[Data listing]
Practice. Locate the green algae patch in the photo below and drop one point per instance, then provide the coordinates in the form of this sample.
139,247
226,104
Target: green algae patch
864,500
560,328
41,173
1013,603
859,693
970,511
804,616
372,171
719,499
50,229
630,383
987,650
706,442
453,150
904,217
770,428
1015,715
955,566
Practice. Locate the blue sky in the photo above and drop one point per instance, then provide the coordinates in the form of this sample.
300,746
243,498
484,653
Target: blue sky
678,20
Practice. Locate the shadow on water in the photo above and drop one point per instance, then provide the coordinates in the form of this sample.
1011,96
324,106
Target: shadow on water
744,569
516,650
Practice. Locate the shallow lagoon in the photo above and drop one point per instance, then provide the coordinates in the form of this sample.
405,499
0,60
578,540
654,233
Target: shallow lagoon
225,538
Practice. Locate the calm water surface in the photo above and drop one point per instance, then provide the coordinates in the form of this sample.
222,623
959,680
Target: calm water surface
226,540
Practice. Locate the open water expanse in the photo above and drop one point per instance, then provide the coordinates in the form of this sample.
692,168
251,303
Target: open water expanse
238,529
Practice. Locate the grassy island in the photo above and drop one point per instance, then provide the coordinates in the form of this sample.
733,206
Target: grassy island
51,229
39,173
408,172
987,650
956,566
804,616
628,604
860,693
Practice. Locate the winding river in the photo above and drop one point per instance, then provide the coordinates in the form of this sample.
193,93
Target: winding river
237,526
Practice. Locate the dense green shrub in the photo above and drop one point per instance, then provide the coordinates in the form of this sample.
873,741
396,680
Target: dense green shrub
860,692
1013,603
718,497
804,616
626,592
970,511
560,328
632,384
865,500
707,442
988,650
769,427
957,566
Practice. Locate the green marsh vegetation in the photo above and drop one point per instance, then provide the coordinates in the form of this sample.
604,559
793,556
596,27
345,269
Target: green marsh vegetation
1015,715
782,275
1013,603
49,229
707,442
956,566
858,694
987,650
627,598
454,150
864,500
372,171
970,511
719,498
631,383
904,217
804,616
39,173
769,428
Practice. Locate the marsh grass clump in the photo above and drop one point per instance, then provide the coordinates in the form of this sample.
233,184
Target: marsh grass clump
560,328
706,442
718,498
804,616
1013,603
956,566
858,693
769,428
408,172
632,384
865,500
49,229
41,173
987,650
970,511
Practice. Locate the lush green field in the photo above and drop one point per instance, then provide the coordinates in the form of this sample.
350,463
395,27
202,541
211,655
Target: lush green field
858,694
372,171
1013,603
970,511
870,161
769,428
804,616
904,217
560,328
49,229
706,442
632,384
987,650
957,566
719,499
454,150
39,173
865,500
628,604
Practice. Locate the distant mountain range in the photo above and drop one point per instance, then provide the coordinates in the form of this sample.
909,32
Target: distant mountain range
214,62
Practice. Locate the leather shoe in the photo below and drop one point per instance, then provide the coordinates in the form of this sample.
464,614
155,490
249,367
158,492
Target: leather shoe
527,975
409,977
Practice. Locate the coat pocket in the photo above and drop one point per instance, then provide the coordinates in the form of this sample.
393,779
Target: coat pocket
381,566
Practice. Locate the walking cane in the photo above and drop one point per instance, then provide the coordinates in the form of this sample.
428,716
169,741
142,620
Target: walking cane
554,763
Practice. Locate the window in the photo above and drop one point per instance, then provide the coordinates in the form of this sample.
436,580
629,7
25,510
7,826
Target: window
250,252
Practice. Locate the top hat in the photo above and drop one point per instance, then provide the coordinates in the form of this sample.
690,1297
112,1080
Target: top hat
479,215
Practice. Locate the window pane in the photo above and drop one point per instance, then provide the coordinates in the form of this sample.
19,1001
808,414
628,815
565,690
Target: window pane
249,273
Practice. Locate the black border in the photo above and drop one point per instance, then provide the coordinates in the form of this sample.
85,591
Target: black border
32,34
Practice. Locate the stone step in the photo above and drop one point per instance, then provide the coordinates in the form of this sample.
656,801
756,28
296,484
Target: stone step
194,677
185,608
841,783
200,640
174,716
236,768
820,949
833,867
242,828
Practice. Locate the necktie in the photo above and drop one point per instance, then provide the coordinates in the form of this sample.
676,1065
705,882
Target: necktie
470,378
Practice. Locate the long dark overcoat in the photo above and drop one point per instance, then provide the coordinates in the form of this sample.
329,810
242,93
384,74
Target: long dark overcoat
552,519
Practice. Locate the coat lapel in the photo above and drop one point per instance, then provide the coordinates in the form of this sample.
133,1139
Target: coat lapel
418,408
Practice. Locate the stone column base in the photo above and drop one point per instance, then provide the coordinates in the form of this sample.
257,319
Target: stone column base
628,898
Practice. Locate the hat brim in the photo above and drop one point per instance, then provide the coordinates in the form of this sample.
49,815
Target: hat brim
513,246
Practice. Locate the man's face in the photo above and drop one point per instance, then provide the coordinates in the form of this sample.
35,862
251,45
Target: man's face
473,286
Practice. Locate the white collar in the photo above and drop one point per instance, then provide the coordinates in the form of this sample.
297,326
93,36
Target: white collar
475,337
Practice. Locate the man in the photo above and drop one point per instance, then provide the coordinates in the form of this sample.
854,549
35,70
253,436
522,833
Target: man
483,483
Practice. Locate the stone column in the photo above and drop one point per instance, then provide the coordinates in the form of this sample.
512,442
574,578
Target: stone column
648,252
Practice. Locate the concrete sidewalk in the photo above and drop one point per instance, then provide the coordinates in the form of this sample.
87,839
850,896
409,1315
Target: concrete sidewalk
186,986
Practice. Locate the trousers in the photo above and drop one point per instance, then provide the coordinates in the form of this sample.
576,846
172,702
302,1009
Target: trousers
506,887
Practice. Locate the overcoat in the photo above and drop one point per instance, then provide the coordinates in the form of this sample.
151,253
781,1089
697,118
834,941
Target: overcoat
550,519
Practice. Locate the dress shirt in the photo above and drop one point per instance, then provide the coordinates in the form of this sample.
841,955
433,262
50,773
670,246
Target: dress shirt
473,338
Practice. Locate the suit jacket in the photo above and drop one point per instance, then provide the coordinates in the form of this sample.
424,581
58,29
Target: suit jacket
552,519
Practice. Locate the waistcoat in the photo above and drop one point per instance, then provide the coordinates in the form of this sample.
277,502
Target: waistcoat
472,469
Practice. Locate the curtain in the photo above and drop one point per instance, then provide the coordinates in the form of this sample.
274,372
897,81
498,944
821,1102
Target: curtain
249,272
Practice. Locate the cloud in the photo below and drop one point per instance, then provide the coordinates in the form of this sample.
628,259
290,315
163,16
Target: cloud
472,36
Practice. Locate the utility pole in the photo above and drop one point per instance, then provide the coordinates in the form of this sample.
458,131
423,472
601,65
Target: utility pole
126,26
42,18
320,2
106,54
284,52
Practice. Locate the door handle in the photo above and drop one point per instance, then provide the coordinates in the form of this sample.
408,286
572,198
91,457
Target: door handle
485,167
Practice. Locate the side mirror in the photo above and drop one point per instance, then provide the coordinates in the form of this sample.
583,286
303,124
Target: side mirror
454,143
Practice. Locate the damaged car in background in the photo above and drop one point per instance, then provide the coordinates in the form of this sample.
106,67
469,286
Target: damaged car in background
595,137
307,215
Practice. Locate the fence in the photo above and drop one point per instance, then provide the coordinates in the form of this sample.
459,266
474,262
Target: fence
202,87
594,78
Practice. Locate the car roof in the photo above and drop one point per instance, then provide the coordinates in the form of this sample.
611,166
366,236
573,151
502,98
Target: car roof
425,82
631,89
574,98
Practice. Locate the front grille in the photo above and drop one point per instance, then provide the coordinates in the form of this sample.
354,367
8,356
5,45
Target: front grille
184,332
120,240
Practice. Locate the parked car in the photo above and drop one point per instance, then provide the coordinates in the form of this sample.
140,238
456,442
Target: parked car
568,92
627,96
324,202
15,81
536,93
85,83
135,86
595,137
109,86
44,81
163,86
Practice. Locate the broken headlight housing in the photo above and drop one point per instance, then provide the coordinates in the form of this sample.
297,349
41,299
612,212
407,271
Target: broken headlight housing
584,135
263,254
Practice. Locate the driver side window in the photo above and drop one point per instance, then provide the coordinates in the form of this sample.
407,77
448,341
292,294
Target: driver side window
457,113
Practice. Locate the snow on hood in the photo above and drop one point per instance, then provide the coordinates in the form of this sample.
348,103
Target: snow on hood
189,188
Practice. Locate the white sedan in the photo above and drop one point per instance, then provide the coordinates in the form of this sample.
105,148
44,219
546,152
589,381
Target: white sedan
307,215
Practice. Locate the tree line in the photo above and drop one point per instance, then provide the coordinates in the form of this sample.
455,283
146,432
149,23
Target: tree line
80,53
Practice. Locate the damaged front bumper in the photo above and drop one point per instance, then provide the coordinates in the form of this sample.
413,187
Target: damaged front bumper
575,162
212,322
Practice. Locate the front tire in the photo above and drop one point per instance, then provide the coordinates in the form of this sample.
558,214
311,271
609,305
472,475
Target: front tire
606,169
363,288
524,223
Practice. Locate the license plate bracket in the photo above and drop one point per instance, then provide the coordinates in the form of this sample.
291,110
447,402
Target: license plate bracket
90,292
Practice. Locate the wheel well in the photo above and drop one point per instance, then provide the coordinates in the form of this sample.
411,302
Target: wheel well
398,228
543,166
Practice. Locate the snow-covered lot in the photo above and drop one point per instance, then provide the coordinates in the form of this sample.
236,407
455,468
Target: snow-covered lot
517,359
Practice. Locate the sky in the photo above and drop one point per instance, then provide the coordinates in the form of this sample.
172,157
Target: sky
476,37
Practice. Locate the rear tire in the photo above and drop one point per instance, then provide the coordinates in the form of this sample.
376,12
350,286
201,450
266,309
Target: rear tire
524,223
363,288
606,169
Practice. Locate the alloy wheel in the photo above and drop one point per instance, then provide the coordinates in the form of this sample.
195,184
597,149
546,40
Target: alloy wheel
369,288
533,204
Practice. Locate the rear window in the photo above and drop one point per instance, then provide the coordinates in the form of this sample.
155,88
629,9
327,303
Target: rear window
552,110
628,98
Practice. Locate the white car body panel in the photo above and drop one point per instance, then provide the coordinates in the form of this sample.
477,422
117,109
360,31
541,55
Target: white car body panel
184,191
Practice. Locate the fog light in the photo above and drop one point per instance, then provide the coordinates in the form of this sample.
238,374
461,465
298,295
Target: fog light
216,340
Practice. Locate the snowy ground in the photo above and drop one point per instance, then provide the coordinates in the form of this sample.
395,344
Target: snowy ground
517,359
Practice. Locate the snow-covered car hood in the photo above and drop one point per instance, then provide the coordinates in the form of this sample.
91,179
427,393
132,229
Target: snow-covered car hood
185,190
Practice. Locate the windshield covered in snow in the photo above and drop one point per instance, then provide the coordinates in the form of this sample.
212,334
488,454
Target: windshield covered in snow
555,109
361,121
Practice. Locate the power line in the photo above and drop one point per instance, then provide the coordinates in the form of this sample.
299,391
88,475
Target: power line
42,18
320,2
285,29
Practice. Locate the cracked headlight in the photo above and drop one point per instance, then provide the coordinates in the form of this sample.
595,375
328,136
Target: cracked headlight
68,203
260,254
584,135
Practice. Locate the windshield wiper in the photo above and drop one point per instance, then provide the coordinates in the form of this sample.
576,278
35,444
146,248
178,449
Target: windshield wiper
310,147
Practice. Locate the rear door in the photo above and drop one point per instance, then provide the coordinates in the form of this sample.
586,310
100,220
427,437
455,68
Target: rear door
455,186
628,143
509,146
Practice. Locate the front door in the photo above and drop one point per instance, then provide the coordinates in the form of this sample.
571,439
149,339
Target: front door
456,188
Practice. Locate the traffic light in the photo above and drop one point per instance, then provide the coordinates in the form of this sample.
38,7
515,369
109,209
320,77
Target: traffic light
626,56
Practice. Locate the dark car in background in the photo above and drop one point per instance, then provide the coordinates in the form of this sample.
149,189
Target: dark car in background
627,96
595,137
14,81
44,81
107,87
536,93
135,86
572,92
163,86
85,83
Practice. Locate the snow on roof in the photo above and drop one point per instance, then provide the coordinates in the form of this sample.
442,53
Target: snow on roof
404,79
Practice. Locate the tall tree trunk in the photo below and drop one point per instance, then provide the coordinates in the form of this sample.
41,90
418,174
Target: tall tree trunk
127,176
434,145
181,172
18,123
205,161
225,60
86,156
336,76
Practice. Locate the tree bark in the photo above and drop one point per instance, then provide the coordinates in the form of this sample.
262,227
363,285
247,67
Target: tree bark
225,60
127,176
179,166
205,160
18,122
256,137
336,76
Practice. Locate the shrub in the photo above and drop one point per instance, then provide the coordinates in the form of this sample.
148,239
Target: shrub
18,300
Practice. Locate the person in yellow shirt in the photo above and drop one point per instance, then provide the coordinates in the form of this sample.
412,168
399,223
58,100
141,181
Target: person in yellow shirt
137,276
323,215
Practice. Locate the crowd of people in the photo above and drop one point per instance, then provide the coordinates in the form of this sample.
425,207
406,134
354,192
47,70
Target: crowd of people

▸ PROBLEM REQUIREMENTS:
Put everything from the line containing "Practice. Locate the crowd" down to the end of the lines above into a JSON list of strings, one string per line and no blank lines.

▸ CORRECT RESULT:
[
  "Practice. Locate the crowd of people in the photo above and drop one point per instance, then provide the coordinates in the form of this sample.",
  "425,207",
  "406,134",
  "354,192",
  "47,70",
  "Target: crowd of people"
]